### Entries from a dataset
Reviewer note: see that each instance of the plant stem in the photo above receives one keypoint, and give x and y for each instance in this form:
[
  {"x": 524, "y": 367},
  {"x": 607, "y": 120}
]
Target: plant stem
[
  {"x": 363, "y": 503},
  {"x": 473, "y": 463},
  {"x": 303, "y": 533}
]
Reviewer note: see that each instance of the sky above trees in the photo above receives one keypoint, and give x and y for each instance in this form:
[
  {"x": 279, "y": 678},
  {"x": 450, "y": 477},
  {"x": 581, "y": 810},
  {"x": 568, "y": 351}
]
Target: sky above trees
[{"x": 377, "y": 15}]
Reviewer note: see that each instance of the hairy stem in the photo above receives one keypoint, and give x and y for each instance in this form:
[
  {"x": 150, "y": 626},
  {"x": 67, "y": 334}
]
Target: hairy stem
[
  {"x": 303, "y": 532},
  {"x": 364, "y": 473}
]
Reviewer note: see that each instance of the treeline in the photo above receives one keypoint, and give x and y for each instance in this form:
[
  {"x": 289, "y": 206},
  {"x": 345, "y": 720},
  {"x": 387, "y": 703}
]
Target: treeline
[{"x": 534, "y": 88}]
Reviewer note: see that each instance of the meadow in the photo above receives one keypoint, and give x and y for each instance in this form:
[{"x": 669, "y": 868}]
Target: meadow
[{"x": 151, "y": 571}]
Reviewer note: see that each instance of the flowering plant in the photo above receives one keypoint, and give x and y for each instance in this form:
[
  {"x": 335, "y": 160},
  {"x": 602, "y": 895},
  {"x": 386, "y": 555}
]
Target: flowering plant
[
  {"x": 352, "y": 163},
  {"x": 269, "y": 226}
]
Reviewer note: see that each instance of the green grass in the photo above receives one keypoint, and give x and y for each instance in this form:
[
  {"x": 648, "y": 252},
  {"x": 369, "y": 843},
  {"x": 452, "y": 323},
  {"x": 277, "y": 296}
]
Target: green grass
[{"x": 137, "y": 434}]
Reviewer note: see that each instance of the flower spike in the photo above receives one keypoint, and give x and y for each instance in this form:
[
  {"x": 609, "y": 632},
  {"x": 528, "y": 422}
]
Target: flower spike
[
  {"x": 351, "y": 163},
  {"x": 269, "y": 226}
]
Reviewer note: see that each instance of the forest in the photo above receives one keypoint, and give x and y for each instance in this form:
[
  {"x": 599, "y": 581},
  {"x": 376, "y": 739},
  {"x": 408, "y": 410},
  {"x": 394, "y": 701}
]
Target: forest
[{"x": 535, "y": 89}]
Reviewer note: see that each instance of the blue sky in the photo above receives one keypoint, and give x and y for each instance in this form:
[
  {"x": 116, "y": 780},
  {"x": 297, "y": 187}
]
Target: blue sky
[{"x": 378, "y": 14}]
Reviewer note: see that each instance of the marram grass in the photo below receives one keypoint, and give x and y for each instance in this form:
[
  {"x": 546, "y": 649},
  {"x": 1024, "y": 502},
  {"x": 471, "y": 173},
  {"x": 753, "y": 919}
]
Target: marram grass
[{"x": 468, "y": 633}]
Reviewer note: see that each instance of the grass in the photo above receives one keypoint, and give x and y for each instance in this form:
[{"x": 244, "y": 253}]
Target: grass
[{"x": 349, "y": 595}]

### GIVEN TASK
Rewrite the data from the line containing "Reviewer note: see that each instance of the marram" through the end, changing "marram grass" to "beach grass" and leaving everything else as it is.

### EXERCISE RESULT
Reviewer note: see that each instance of the beach grass in the photo below receives one keypoint, and give x and y for each instance in this form:
[
  {"x": 546, "y": 649},
  {"x": 1024, "y": 502},
  {"x": 471, "y": 173},
  {"x": 753, "y": 919}
]
Target: beach grass
[{"x": 468, "y": 633}]
Reviewer note: see that each instance of the grass in the photo above receives one keypoint, and give x and y for each instance in this form:
[{"x": 244, "y": 253}]
Target: grass
[{"x": 349, "y": 595}]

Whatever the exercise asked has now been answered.